=== What the task requires ===
Carry on the forum thread about a marriage separation, picking up after its last sentence.

She moves out tomorrow and I'm still lost between what I think will happen. I know that no one here truly will have all the answers for me. I just hope that someone can help me through this period and give me some sort of advice or hope on a smooth reconciliation. 

I have so much more I could say, but I've said a lot now. I will answer all questions as quick as I can with as much honesty.


----------



## ThreeStrikes (Aug 11, 2012)

As has been said many times on TAM, it takes 2 to make a marriage, but only one to end it.

If she wants out, for whatever reason, then there's not much you can do.

At least your marriage is only 2 years old, so D will be relatively painless from a legal perspective.

Continue to work on you. That's all you can control. You can't control her, or her thought processes.

Separate your finances. If she is firing you as her husband, then refuse to be one. 

Implement the 180. The 180 is for you. It is not to be misconstrued as a way to win her back. I'd go no-contact as much as possible. Whatever you do, do not come to her rescue. Do not help her in any way. The "Nice Guy" approach does not work. Give defiant people what they want.

Hang in there!


----------



## carthwolf (Jul 24, 2013)

ThreeStrikes, Thanks for your reply. I'll be honest I was hoping for a bit more feedback from the community. Everyone seems to post quiet a bit, maybe I just scared people away with a wall of text. Its understandable.


Today is a very rough day. She has started moving out of the house. She is only taking things that she directly needs to live and things that she also bought herself. She took the guest bed and an extra computer we had. Other than that she doesnt want much. It feels like she just wants to cut ties with the life she had and move on without much hassle or pain. 

It's hard for me to sit here and watch her take things out of the house. I helped her move the large items this morning, maily the bed, the computer desk, and the computer itself. She still has a lot of trips to do between here and the new appt, but she doesnt want my help unloading. Infact she mentioned that it would probably be better If i didnt know where she was living right now.

I dont know who is helping her, I assume its one of our guy friends that she is close with. All of our friends were mutual friends and they were most entirely guys due to the hobbies we enjoyed. 

I want to get out of the house, I want to stay active and keep myself going on track. Its hard to keep myself together. I feel like I've been very good up to this point emotionally, I assume its because it didn't seem real yet. She was still coming home, I knew where she was at night, and i think a bit of me hoped she would change her mind.

(Dataset entries)

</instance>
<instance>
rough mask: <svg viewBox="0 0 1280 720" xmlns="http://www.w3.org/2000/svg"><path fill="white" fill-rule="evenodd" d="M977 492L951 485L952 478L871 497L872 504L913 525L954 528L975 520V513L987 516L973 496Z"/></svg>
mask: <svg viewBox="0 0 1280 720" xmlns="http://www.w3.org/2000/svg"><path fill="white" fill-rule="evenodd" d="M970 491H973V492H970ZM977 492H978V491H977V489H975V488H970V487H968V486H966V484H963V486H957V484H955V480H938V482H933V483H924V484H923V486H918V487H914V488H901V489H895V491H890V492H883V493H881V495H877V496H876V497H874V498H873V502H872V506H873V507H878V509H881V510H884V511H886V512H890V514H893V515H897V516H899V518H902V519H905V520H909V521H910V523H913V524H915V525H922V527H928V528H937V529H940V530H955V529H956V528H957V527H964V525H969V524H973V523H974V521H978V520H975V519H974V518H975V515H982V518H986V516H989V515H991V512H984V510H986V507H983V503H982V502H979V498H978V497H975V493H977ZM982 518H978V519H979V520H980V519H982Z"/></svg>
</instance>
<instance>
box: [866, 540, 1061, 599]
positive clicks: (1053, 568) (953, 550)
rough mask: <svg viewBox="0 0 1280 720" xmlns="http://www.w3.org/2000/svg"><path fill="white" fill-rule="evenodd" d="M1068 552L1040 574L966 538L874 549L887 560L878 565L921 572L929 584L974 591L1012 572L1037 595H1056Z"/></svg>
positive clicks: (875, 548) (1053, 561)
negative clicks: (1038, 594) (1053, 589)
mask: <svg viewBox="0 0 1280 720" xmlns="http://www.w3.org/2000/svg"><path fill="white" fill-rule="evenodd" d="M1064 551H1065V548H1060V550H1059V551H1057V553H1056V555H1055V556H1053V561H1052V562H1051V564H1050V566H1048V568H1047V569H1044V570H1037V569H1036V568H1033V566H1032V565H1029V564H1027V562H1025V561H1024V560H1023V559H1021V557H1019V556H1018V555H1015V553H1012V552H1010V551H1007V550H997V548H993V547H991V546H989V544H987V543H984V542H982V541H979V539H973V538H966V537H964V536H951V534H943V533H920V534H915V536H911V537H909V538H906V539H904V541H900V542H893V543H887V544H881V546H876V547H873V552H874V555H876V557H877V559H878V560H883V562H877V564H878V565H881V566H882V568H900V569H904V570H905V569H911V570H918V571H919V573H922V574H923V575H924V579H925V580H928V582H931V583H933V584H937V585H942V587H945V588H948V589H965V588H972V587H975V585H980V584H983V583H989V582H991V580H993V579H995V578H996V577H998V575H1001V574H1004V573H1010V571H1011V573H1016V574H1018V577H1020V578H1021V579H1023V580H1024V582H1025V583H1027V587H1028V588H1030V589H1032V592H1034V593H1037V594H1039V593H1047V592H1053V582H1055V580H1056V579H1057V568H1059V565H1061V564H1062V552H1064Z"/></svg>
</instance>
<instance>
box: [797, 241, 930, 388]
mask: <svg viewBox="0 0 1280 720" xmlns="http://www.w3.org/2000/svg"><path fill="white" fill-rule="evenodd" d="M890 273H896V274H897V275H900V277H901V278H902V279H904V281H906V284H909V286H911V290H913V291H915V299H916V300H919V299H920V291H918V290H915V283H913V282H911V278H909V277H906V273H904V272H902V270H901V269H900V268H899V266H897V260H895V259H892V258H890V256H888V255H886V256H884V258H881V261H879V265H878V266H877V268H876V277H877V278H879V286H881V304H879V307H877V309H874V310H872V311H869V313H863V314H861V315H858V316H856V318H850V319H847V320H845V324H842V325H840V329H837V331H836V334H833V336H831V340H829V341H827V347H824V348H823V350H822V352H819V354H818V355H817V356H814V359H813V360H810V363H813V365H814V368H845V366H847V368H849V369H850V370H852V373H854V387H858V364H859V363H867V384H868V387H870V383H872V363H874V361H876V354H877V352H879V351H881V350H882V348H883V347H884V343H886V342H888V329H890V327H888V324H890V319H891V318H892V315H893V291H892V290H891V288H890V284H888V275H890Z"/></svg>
==
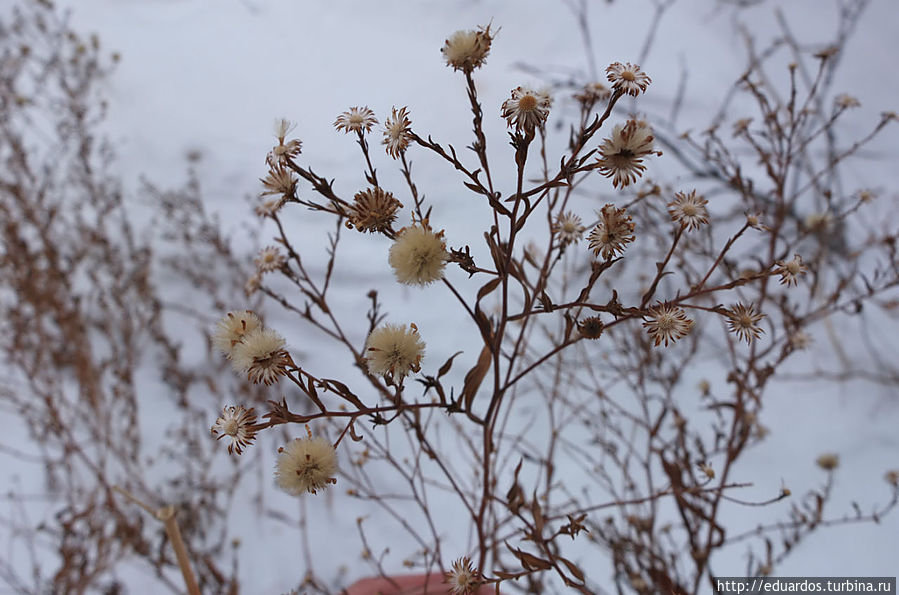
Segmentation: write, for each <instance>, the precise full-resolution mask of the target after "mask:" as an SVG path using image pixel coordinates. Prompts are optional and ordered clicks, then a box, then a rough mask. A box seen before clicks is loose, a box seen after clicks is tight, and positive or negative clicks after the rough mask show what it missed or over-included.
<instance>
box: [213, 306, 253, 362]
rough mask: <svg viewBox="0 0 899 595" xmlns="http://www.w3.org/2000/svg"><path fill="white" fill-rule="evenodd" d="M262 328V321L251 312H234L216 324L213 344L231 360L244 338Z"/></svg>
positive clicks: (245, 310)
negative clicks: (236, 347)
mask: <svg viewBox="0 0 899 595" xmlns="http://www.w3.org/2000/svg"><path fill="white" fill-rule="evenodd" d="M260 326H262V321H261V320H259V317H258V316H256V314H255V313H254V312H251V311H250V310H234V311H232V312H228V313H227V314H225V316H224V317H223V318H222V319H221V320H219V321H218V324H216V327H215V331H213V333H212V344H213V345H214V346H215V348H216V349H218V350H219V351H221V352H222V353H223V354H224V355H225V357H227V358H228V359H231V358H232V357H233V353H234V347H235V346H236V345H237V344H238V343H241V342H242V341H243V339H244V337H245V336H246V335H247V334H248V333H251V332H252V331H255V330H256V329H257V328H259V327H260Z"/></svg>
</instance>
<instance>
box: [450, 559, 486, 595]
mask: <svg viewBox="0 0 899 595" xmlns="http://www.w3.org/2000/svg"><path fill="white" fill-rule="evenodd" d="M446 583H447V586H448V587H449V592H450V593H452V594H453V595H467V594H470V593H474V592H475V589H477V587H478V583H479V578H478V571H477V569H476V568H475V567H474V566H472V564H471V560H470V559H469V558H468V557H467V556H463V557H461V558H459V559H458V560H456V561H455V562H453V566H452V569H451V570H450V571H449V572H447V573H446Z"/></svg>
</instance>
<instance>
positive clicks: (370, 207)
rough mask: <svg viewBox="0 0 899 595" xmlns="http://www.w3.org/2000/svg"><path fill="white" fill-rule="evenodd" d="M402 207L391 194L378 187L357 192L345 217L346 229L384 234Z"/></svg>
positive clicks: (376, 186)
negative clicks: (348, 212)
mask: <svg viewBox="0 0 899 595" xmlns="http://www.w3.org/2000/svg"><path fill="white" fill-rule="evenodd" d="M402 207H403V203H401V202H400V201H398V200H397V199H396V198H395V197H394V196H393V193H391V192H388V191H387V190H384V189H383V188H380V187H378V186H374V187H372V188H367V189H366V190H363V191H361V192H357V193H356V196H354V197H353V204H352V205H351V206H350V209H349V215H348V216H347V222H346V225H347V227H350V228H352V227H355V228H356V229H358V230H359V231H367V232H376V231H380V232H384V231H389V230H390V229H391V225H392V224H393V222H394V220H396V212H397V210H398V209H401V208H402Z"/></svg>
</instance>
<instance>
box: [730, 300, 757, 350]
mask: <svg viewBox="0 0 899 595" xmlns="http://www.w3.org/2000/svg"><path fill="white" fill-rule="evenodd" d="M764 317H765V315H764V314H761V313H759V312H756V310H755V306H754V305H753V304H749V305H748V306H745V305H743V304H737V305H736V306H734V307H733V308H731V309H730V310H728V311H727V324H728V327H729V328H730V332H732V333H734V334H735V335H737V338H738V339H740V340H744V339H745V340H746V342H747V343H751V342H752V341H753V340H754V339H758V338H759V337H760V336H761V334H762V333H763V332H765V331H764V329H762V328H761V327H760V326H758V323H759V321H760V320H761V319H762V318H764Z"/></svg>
--
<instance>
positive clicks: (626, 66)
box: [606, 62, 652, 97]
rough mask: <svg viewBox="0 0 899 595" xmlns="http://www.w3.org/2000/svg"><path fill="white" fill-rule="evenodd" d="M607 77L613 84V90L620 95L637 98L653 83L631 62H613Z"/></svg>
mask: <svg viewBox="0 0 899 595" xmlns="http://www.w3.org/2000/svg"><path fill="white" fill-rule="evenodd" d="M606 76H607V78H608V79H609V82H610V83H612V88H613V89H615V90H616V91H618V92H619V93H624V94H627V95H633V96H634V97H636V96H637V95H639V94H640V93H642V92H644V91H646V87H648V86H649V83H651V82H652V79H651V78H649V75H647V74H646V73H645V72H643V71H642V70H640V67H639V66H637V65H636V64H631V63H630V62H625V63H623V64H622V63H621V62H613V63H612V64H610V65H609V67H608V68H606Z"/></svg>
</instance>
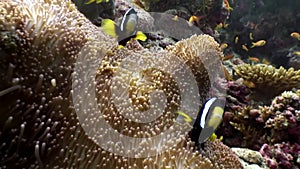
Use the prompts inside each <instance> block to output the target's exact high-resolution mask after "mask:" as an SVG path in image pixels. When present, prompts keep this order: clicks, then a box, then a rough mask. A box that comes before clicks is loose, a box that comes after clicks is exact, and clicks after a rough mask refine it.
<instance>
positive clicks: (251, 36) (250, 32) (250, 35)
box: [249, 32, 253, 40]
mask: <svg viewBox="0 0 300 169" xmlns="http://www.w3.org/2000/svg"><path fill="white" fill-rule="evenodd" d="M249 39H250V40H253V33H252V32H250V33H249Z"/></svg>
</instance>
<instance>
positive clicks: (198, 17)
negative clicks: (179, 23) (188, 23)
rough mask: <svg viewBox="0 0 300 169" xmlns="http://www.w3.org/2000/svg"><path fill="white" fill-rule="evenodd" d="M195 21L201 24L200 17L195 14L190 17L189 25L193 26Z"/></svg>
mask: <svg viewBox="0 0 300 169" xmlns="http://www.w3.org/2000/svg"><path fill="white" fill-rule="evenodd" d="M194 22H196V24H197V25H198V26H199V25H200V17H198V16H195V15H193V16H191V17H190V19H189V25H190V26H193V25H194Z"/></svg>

=== Response area ===
Are their any success stories for situations like this? i feel like people become pretty pessimistic towards reconciliation and coming back together. I know of all the relationships I've had I've never been able to mend a broken relationship though. Those ended duo to EA and PA.


----------



## Arendt (Mar 25, 2013)

You need to give her the space she wants and not bother her about it. 

You need to start working on yourself. get off the couch and get into the gym for one thing. IT will help you be physically fit, will help with your depressive tendencies, help your self-esteem, and give you something to do. You'll also have more energy in general to do other things in addition to feeling better about yourself.

You're going to need to get your personal **** in order as well. Your financial situation is bad; you're dependent on your mother, which does not communicate maturity. Everyone needs help now and then, but you have not taken advantage of the opportunity to try and grow out of that dependence, which makes you a child in her eyes, not a man. If I were you I would begin focusing on growing that business rather than sitting on your duff playing games all day.

Are you in counseling? It would be really helpful. It sounds like you have a lot to examine about yourself and a counselor would be really helpful with it all, and you need somebody to process with right now, because this roller-coaster is going to be rough sometimes; you can fall off of it and come out worse, or you can make it to the end a better person. That will be on you.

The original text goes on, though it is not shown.